Excerpts from point annotation data
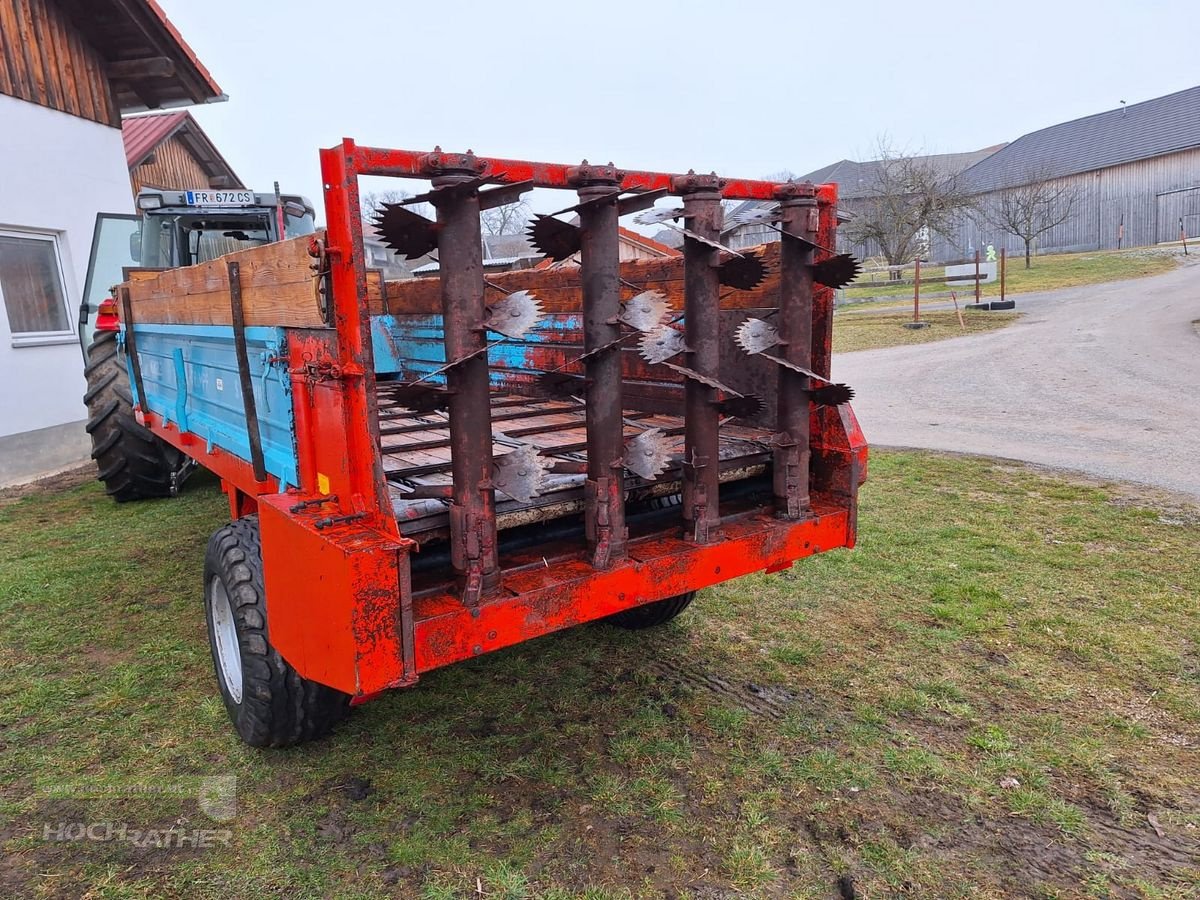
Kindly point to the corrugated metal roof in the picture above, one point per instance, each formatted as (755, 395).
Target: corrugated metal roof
(143, 133)
(857, 179)
(1155, 127)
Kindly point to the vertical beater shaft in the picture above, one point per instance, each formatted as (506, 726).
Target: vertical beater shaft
(600, 270)
(702, 331)
(473, 552)
(792, 457)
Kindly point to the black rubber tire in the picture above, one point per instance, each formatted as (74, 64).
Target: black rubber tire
(277, 706)
(652, 615)
(133, 463)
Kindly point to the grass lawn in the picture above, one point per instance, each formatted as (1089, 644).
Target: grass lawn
(996, 695)
(1049, 273)
(870, 330)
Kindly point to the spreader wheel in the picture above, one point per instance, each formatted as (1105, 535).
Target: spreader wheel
(657, 613)
(269, 702)
(133, 462)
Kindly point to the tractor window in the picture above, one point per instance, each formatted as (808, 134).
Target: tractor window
(214, 237)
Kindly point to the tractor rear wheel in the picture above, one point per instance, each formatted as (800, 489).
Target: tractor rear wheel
(270, 703)
(133, 463)
(651, 615)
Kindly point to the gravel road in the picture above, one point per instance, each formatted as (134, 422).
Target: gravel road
(1103, 379)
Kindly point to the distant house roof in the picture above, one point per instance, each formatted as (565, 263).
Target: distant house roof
(1155, 127)
(498, 246)
(648, 244)
(857, 179)
(149, 64)
(144, 133)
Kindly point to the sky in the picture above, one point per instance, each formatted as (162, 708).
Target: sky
(742, 88)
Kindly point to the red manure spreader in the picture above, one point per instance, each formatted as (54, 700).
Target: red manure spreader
(425, 471)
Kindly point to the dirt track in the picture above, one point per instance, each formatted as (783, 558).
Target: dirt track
(1103, 379)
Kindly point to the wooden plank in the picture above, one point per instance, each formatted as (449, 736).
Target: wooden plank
(29, 49)
(82, 77)
(54, 95)
(17, 54)
(559, 289)
(277, 282)
(58, 36)
(7, 73)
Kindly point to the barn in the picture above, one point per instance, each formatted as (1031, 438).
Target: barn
(69, 70)
(1132, 172)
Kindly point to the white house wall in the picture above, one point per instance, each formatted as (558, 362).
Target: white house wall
(57, 172)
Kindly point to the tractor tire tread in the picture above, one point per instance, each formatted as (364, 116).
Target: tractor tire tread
(279, 707)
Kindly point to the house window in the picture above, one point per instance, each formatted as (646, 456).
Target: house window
(31, 287)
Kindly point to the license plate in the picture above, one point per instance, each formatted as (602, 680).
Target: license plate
(220, 198)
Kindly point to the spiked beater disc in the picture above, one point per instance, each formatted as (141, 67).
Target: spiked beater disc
(555, 238)
(648, 454)
(832, 395)
(741, 407)
(837, 271)
(521, 473)
(659, 215)
(406, 232)
(661, 343)
(646, 311)
(515, 315)
(743, 273)
(754, 336)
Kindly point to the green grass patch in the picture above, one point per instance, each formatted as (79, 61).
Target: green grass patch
(853, 330)
(1047, 273)
(996, 694)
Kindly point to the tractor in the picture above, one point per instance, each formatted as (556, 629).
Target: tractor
(172, 229)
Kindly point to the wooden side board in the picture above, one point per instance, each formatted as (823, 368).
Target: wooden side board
(279, 287)
(559, 288)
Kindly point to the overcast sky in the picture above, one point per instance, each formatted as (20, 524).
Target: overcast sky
(743, 88)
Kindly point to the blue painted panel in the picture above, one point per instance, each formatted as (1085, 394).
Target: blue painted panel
(190, 373)
(411, 346)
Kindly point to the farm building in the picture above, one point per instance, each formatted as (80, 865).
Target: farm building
(1133, 174)
(171, 151)
(856, 181)
(67, 72)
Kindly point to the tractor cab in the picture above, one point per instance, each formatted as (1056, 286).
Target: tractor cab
(178, 228)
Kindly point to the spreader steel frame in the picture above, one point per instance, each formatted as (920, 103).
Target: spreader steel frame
(349, 604)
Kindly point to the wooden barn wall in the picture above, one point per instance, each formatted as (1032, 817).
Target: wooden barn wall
(1147, 196)
(174, 168)
(43, 59)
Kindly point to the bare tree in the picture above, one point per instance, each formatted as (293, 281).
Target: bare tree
(509, 219)
(909, 198)
(1031, 209)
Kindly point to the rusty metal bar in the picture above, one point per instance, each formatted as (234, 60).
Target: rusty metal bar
(473, 508)
(604, 513)
(792, 460)
(417, 163)
(702, 333)
(247, 384)
(131, 346)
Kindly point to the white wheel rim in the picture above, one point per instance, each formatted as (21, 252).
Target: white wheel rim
(225, 636)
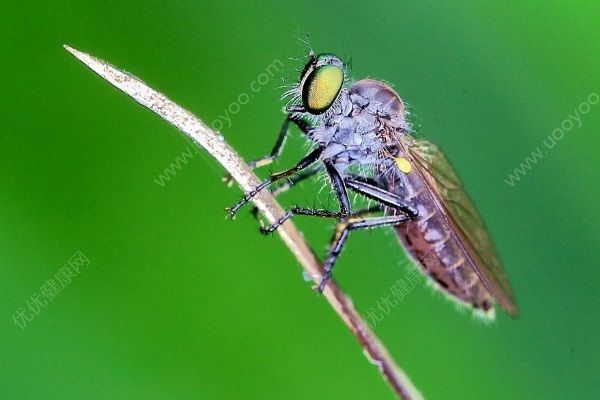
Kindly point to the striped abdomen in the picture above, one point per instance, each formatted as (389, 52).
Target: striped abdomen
(434, 246)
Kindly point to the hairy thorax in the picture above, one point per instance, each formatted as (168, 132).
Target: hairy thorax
(356, 130)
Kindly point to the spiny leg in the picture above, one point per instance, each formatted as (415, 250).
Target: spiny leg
(342, 196)
(294, 180)
(316, 213)
(277, 148)
(306, 162)
(341, 236)
(370, 189)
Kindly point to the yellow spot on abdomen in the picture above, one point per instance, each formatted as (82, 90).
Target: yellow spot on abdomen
(403, 164)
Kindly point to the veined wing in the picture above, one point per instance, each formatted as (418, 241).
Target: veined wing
(443, 180)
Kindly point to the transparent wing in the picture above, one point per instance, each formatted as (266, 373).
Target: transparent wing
(442, 179)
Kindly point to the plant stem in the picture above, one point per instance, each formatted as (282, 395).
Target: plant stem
(216, 146)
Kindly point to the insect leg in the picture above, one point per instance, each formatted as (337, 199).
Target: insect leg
(341, 194)
(306, 162)
(368, 189)
(292, 181)
(339, 187)
(277, 148)
(341, 236)
(315, 213)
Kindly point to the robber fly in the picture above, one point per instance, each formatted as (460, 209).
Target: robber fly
(363, 142)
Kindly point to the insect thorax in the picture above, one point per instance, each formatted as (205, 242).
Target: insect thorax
(360, 128)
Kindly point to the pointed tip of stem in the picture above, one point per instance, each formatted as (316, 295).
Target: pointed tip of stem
(71, 50)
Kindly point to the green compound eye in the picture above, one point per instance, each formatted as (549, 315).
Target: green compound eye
(321, 88)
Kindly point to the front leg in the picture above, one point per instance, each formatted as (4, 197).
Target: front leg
(369, 189)
(302, 165)
(277, 148)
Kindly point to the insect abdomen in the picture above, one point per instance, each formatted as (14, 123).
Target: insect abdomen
(436, 248)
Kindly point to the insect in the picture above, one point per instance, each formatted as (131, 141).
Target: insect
(365, 145)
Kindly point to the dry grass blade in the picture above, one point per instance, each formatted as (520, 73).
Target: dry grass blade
(214, 144)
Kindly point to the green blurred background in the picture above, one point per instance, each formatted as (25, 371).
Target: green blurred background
(179, 302)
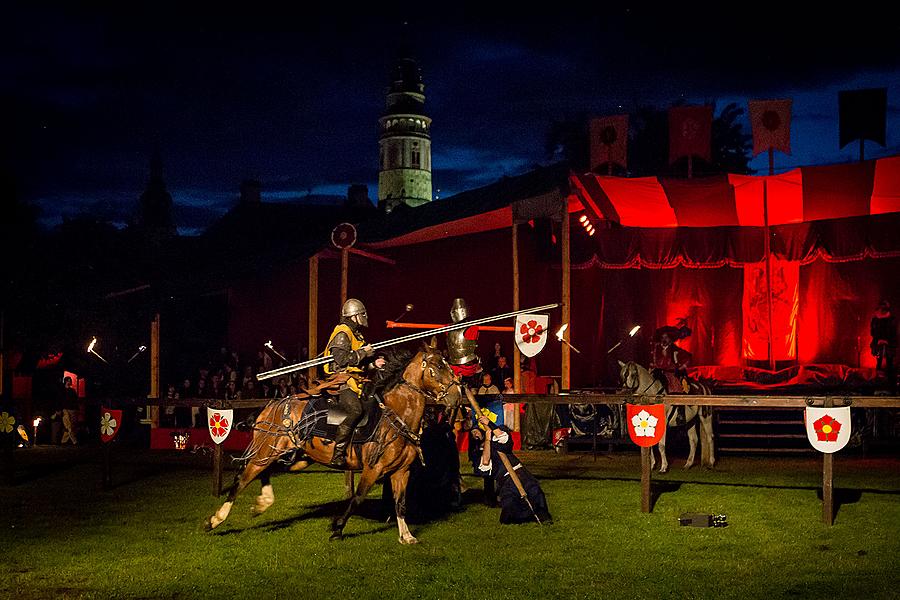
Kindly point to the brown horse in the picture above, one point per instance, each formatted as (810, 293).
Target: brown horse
(280, 432)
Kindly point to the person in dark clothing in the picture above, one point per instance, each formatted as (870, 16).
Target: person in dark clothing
(883, 328)
(513, 508)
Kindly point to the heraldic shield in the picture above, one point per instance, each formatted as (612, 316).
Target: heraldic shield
(110, 424)
(531, 333)
(828, 429)
(646, 423)
(220, 420)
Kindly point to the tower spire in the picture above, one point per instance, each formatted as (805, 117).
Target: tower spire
(405, 138)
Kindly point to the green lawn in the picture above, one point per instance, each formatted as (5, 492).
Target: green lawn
(61, 536)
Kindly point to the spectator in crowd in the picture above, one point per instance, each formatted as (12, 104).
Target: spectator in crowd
(502, 370)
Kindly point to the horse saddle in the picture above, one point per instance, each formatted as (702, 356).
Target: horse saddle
(323, 414)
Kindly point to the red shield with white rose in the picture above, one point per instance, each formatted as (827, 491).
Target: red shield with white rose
(531, 333)
(646, 423)
(110, 423)
(828, 429)
(219, 420)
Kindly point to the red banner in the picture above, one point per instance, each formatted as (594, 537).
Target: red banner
(770, 121)
(785, 306)
(609, 141)
(690, 132)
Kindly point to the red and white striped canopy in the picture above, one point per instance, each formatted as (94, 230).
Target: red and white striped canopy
(804, 194)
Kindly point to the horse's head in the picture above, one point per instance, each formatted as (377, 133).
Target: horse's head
(630, 374)
(435, 375)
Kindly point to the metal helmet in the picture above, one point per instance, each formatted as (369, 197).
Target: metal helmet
(458, 310)
(355, 308)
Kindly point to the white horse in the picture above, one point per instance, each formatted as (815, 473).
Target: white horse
(639, 381)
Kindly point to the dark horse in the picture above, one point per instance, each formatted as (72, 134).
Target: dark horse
(278, 434)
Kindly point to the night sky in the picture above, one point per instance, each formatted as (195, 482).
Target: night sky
(293, 98)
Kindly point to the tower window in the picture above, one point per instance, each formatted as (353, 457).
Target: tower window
(416, 156)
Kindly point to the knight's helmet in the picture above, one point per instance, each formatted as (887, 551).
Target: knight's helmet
(355, 308)
(460, 350)
(458, 310)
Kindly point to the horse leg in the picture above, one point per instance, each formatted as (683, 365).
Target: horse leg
(250, 471)
(692, 427)
(707, 448)
(399, 479)
(266, 496)
(366, 480)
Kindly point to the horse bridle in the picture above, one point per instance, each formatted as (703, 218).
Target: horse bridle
(437, 398)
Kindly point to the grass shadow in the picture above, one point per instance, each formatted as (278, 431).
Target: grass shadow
(659, 487)
(842, 496)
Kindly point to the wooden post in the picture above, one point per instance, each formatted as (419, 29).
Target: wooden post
(313, 345)
(566, 292)
(645, 479)
(768, 252)
(107, 471)
(345, 267)
(217, 469)
(828, 481)
(516, 356)
(153, 411)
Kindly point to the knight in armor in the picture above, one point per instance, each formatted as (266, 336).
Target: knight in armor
(461, 345)
(668, 361)
(352, 356)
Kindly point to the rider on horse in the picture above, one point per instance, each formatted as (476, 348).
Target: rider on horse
(461, 346)
(668, 361)
(351, 353)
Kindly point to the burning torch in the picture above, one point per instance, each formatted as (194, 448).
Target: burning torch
(631, 333)
(94, 352)
(274, 351)
(559, 336)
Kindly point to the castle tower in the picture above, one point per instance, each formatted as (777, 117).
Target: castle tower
(404, 144)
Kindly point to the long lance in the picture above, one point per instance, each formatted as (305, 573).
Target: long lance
(324, 360)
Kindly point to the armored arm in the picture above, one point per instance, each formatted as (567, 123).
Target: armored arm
(343, 355)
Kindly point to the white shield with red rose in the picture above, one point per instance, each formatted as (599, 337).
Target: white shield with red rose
(219, 421)
(828, 429)
(531, 333)
(110, 423)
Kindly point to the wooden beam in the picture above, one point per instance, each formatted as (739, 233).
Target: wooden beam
(645, 479)
(313, 317)
(566, 297)
(517, 355)
(373, 256)
(345, 267)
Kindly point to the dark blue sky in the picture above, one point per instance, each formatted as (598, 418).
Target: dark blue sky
(293, 98)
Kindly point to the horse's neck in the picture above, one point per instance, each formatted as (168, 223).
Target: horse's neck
(408, 403)
(647, 384)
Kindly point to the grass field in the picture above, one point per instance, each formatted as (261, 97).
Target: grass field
(61, 536)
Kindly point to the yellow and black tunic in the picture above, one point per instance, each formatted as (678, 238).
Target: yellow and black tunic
(345, 345)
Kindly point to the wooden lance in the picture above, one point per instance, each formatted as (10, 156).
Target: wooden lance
(324, 360)
(505, 460)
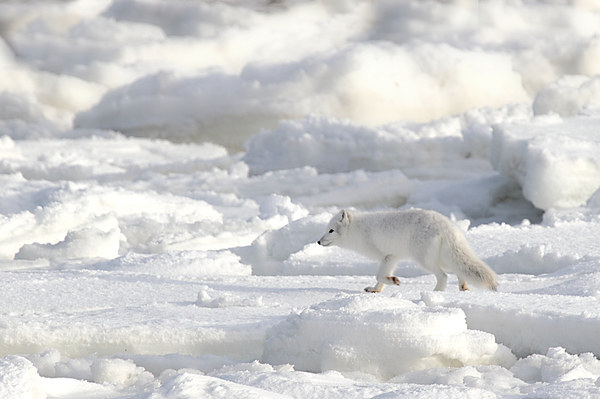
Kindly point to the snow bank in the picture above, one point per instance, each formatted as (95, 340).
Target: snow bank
(180, 264)
(19, 379)
(529, 323)
(190, 386)
(379, 336)
(555, 161)
(372, 85)
(569, 96)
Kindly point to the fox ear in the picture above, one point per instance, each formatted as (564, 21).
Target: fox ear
(344, 217)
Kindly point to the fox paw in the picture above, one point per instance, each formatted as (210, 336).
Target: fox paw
(395, 280)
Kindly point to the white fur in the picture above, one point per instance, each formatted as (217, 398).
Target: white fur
(426, 237)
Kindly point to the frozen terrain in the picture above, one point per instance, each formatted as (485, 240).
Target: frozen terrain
(167, 166)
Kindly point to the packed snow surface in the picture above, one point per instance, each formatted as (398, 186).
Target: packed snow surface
(167, 167)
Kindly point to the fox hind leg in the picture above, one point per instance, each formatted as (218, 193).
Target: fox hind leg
(384, 275)
(442, 279)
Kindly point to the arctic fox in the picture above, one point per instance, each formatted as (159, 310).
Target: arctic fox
(424, 236)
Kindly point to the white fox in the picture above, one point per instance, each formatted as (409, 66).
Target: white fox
(424, 236)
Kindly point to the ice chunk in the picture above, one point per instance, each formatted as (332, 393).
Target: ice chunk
(19, 379)
(529, 323)
(380, 336)
(555, 161)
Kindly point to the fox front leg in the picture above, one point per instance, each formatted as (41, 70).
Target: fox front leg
(384, 275)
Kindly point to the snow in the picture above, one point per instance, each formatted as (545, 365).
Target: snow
(167, 167)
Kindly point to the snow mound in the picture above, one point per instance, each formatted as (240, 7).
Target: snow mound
(331, 145)
(568, 96)
(191, 386)
(554, 160)
(557, 366)
(546, 321)
(180, 264)
(89, 242)
(379, 336)
(19, 379)
(210, 298)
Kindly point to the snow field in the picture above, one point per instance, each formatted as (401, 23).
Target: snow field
(166, 168)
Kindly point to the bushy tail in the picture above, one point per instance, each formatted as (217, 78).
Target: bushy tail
(467, 265)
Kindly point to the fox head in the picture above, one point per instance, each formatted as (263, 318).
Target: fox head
(335, 229)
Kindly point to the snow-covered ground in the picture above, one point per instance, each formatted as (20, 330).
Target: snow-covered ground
(167, 166)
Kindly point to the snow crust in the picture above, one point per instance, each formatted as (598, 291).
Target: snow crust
(167, 167)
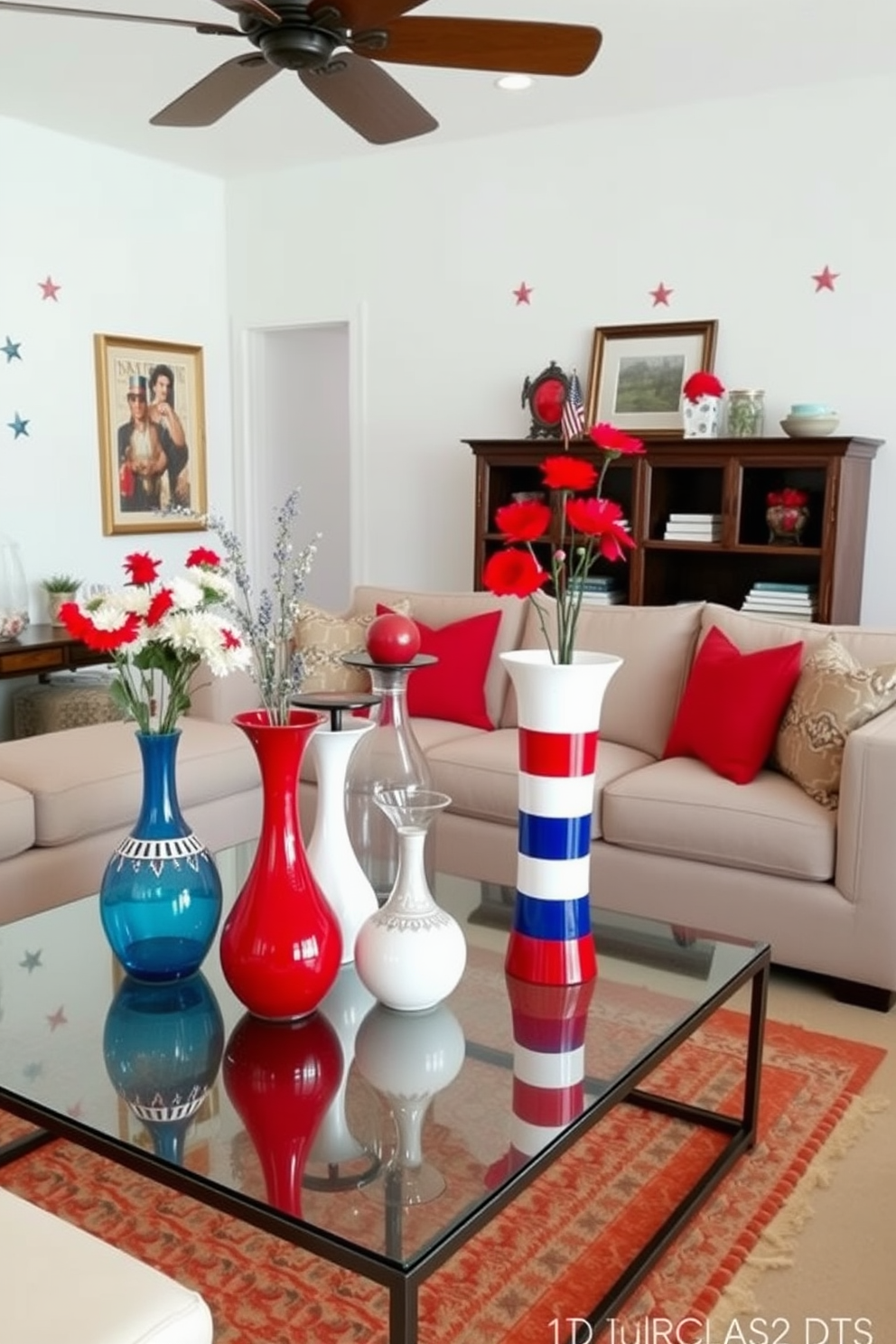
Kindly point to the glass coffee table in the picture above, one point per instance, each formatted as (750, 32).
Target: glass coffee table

- **Prompt**
Reproduce verbatim the lines of the material above, starting at its beginning and ending with the line containing "(1132, 172)", both ends included. Omit the pictures from your output.

- **Finished task**
Kindly point to the corrugated metal roof in the picture above, one point per instance, each formatted as (755, 395).
Target: corrugated metal roof
(143, 133)
(857, 179)
(1155, 127)
Kindly point to the vertical beater shaft in the picture above, one point per instance, each formatted as (506, 726).
Target: vertical beater shaft
(600, 270)
(702, 331)
(473, 552)
(792, 457)
Kindly point to the black rubber tire in the picture above, one point per instance, each formatted as (74, 64).
Target: black rubber tire
(277, 706)
(652, 615)
(133, 463)
Kindly point to the grass lawn in the picture above, one point per instance, each formatted as (1089, 644).
Target: grass lawn
(996, 695)
(1049, 273)
(870, 330)
Kindly point to the spreader wheel in the picture above, one point per instance, each formatted as (1105, 535).
Target: spreader wheel
(657, 613)
(269, 702)
(133, 462)
Kindly point to the tractor window in the picture above, one point per instance, each formatted as (808, 134).
Target: tractor window
(214, 237)
Kindly point to the tractor rear wheel in the picture above, one point per instance, each formatted as (800, 489).
Target: tractor rear wheel
(270, 703)
(133, 463)
(651, 615)
Kindly point to the gravel road in the picture above, one point per instance, each formatted as (134, 422).
Target: gravel road
(1103, 379)
Kindly point to the distant house roof in the picture above, one point per instance, each formatted as (565, 263).
Target: distant house roof
(1155, 127)
(498, 246)
(648, 244)
(857, 179)
(149, 64)
(144, 133)
Kindly point to the sky in the picture above, one point per instance, each formatted as (162, 708).
Target: sky
(742, 88)
Kindly point to the red manure spreader in the picture above, one point per instance, each formatted as (54, 700).
Target: red manure spreader
(425, 471)
Kindly point to the dirt track in the picture above, one point per instance, each formatted as (783, 558).
Target: dirt track
(1103, 379)
Kindly point to the wooden plank in the picture above, one point per instance, each formatted as (449, 736).
Target: wooden plank
(29, 49)
(82, 77)
(54, 95)
(17, 54)
(559, 289)
(277, 282)
(58, 36)
(7, 73)
Kindly point to the barn in the picture above, one point per instance, each formatted as (1031, 438).
Target: barn
(69, 70)
(1132, 172)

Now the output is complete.